- Problem details
Reproduce the following rows verbatim, omitting the pictures from your answer.

- Available records
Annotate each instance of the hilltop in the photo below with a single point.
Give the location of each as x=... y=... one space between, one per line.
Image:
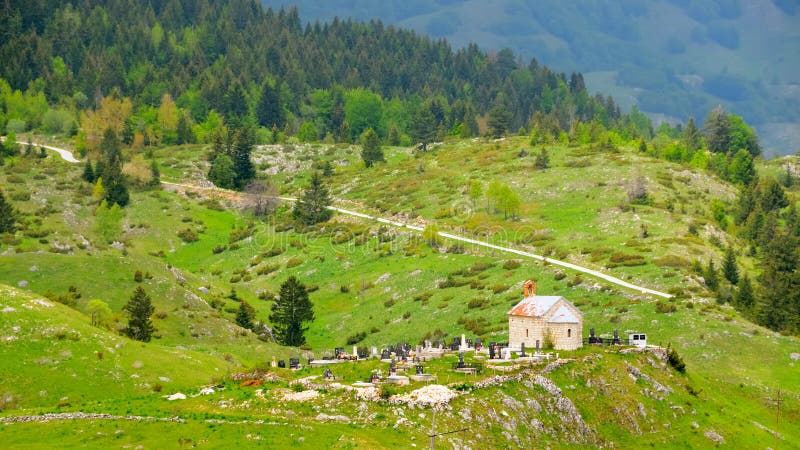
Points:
x=387 y=283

- Task answer
Annotate each instance of the hilltop in the photo below with a single point.
Give the location of each as x=... y=... one space between, one per line.
Image:
Points:
x=387 y=283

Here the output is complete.